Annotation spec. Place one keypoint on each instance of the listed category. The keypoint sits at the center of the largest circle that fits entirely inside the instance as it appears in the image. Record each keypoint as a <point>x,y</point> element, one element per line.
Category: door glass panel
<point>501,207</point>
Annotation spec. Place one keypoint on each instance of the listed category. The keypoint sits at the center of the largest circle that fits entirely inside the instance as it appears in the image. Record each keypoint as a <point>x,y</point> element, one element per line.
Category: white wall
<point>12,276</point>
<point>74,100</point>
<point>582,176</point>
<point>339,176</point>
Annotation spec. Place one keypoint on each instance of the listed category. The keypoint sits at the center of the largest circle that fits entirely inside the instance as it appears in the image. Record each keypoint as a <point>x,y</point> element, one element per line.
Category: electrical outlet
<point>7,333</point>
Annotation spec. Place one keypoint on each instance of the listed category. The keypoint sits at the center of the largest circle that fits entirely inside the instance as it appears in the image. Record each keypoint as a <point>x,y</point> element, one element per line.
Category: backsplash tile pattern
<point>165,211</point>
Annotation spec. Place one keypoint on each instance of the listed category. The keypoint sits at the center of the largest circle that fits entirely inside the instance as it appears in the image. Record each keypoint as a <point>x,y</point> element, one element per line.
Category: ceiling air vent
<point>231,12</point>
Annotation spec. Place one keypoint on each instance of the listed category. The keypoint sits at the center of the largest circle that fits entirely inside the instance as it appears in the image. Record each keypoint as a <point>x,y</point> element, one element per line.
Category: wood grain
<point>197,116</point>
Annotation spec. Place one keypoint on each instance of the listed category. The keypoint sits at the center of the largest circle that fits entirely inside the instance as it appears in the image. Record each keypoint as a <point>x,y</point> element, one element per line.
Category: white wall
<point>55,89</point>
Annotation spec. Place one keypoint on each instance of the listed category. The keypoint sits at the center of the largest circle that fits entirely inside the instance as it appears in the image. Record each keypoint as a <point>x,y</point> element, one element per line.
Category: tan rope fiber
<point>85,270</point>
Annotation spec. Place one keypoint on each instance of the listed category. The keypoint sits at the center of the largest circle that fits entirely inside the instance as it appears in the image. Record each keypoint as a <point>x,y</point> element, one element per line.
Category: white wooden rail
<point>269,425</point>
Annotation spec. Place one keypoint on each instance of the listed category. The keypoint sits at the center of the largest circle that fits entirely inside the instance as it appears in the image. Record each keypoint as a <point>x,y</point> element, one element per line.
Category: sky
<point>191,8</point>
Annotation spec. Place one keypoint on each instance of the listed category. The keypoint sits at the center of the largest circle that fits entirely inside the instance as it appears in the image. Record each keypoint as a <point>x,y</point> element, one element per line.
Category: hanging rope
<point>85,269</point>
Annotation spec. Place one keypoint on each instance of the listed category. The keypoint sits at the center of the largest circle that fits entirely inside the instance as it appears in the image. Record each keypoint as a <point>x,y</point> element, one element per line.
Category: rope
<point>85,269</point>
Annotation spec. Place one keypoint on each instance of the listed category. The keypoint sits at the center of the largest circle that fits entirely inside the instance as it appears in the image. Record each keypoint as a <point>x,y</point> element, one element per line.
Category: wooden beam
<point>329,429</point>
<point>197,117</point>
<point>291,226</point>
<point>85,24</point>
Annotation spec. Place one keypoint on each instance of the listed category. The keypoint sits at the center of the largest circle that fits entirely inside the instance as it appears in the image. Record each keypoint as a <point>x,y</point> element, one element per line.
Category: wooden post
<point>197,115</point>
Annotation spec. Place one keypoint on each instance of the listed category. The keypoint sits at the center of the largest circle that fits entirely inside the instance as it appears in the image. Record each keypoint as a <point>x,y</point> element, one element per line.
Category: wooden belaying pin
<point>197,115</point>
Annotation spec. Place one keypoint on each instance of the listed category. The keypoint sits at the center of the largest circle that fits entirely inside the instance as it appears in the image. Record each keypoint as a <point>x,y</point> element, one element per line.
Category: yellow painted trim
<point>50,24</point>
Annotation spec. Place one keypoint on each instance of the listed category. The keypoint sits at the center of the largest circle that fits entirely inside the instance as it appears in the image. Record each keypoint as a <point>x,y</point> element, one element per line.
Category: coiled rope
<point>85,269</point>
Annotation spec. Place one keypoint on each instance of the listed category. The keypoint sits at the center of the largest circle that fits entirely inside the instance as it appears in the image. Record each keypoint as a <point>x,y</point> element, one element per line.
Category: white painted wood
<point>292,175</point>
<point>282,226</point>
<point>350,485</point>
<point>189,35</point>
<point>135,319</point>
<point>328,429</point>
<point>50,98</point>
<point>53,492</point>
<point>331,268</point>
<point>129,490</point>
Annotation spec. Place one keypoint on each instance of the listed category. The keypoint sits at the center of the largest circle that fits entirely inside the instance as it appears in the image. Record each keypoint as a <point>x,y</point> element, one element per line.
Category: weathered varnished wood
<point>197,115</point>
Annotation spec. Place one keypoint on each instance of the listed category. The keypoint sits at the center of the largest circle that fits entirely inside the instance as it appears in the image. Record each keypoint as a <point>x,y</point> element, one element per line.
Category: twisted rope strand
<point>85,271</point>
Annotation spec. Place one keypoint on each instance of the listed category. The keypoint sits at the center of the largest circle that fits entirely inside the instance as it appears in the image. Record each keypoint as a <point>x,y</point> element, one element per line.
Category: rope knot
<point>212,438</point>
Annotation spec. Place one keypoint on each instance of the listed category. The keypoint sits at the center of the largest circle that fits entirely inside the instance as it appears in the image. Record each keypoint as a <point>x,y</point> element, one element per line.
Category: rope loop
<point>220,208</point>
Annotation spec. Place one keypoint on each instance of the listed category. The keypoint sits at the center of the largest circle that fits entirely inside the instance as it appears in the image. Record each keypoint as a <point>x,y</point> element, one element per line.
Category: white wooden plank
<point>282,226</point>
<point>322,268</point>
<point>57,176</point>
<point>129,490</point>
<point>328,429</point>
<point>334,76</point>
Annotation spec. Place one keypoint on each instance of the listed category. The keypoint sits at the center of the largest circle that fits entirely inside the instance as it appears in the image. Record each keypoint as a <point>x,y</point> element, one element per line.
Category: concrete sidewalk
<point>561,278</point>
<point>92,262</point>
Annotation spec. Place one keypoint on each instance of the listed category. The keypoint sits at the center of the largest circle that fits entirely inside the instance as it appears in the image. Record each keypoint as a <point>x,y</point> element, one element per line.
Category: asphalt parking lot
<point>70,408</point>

**What the task requires**:
From the records above, extract each line exactly as shown.

**Answer for the task**:
Annotation spec. Place one keypoint on each instance of the listed category. The keypoint sits at the center of the largest circle that fits entirely inside the instance as it appears in the image. Record each keypoint as a <point>x,y</point> element, one element per line.
Category: door glass panel
<point>501,207</point>
Annotation spec. Place one keypoint on each instance of the listed category. The keypoint sits at the center of the largest circle that fits entirely inside the instance as it appears in the image. Record each keypoint as a <point>x,y</point> element, one element per line.
Category: white wall
<point>12,276</point>
<point>74,100</point>
<point>582,176</point>
<point>339,176</point>
Annotation spec. Place one keypoint on each instance of the listed category. The keypoint sits at the center of the largest circle that fits entirely inside the instance as it appears in the image. Record each keypoint as a <point>x,y</point> element, one element per line.
Category: electrical outlet
<point>7,333</point>
Annotation spec. Place one keypoint on each instance of the listed category. The keypoint sits at the center of the largest circle that fits entirely inside the instance as it appears in the image. Record each keypoint as a <point>x,y</point> element, one element per line.
Category: backsplash tile pattern
<point>165,211</point>
Annotation spec. Place one keypoint on each instance of the listed category. The keypoint sits at the center of the largest circle that fits entirely inside the instance as it appears in the image. Record each keypoint as a <point>x,y</point> element, one element per line.
Category: ceiling air vent
<point>231,12</point>
Annotation spec. Place one keypoint on each instance of the listed category. The keypoint sits at the center of the largest circle that fits entirely inside the instance as it appears in the image. Record each keypoint as a <point>x,y</point> element, one element per line.
Category: wood grain
<point>197,116</point>
Annotation spec. Place one keypoint on each instance of the listed category. The keypoint sits at the center of the largest circle that fits entirely inside the instance as it appears in the image. Record each keypoint as a <point>x,y</point> element, one element per line.
Category: white wall
<point>55,89</point>
Annotation spec. Place one keypoint on each instance of the listed category. The keypoint sits at the center of the largest circle that fits entirely inside the instance as it appears in the image. Record each keypoint as a <point>x,y</point> element, one element per line.
Category: tan rope fiber
<point>85,270</point>
Annotation spec. Place one keypoint on each instance of the listed category. The keypoint sits at the center of the largest circle that fits entirely inside the instance as it appears in the image. Record each keypoint as a <point>x,y</point> element, one element per line.
Category: white wooden rail
<point>269,425</point>
Annotation spec. Place one keypoint on each instance of the listed category. The keypoint sits at the center of the largest circle that fits entirely inside the instance as it appears in the image. Record each keypoint as a <point>x,y</point> element, one element per line.
Category: sky
<point>191,8</point>
Annotation spec. Place one keypoint on each instance of the listed category. The keypoint sits at the center of the largest circle that fits entirely inside the instance as it appears in the image. Record each keypoint as a <point>x,y</point> element, one element per line.
Category: hanging rope
<point>85,269</point>
Annotation spec. Place one keypoint on each instance of the listed category. The keypoint sits at the center of the largest circle that fits entirely inside the instance as it appears in the image. Record each keypoint as a <point>x,y</point> element, one element per line.
Category: rope
<point>85,269</point>
Annotation spec. Place one keypoint on each instance of the listed category. The keypoint sits at the center of the largest circle that fits entirely inside the instance as it appears in the image. Record each keypoint as a <point>x,y</point> element, one element per line.
Category: wooden beam
<point>329,429</point>
<point>197,117</point>
<point>291,226</point>
<point>85,24</point>
Annotation spec. Place one keypoint on each instance of the listed category. The keypoint sits at the center of the largest circle that fits entirely inside the instance as it appears in the image. Record each keypoint as a <point>x,y</point> element, one element per line.
Category: wooden post
<point>197,115</point>
Annotation spec. Place one keypoint on each instance of the listed category. The keypoint sits at the center of the largest circle that fits entirely inside the instance as it appears in the image. Record each keypoint as a <point>x,y</point> element, one element per line.
Category: wooden belaying pin
<point>197,115</point>
Annotation spec. Place one keypoint on each instance of the listed category. The keypoint sits at the center of the largest circle that fits entirely inside the instance as it appears in the image. Record each keypoint as a <point>x,y</point> element, one element per line.
Category: yellow painted trim
<point>50,24</point>
Annotation spec. Place one keypoint on each instance of the listed category. The keypoint sits at the center of the largest circle that fits entirely inside the instance as it appears in the image. Record each keypoint as a <point>x,y</point> element, one element per line.
Category: coiled rope
<point>85,269</point>
Annotation spec. Place one keypoint on each instance of the listed category. The keypoint sits at the center of the largest circle that fits entirely inside the instance as it appears in the image. Record each keypoint as a <point>x,y</point> element, one element per line.
Category: white painted wood
<point>292,175</point>
<point>282,226</point>
<point>350,485</point>
<point>189,35</point>
<point>135,319</point>
<point>328,429</point>
<point>50,98</point>
<point>53,492</point>
<point>331,268</point>
<point>129,490</point>
Annotation spec. Place one keypoint on each instance of the listed category. The keypoint sits at the center of the largest circle that fits entirely inside the instance as it appears in the image. Record each keypoint as a <point>x,y</point> element, one element per line.
Category: weathered varnished wood
<point>197,115</point>
Annotation spec. Place one keypoint on each instance of the listed category. The keypoint sits at the center of the largest circle that fits entirely inside the instance as it appears in the image. Record each keypoint as a <point>x,y</point> element, one element per line.
Category: twisted rope strand
<point>85,271</point>
Annotation spec. Place one keypoint on each instance of the listed category. The keypoint sits at the center of the largest circle that fits entirely inside the instance as it appears in the image. Record each keypoint as a <point>x,y</point> element, one element per line.
Category: rope knot
<point>212,438</point>
Annotation spec. Place one keypoint on each instance of the listed category. The keypoint sits at the center of the largest circle that fits entirely inside the instance as it appears in the image. Record each keypoint as a <point>x,y</point> element, one element per line.
Category: rope loop
<point>220,208</point>
Annotation spec. Place one keypoint on each instance of the listed category. The keypoint sits at the center of the largest circle that fits entirely inside the instance as it appears in the image. Record each keypoint as a <point>x,y</point> element, one element per line.
Category: white wooden plank
<point>282,226</point>
<point>322,268</point>
<point>57,176</point>
<point>129,490</point>
<point>328,429</point>
<point>334,76</point>
Annotation spec. Place one keypoint on each instance of the listed category. The keypoint sits at the center of the largest circle that fits entirely inside the instance as it appears in the image. Record each keypoint as a <point>x,y</point> element, one element per line.
Category: concrete sidewalk
<point>561,278</point>
<point>92,262</point>
Annotation spec. Place one keypoint on each instance of the listed category. The keypoint sits at the center of the largest circle that fits entirely inside the instance as it appears in the image. Record each keypoint as a <point>x,y</point> element, one element per line.
Category: asphalt parking lot
<point>70,408</point>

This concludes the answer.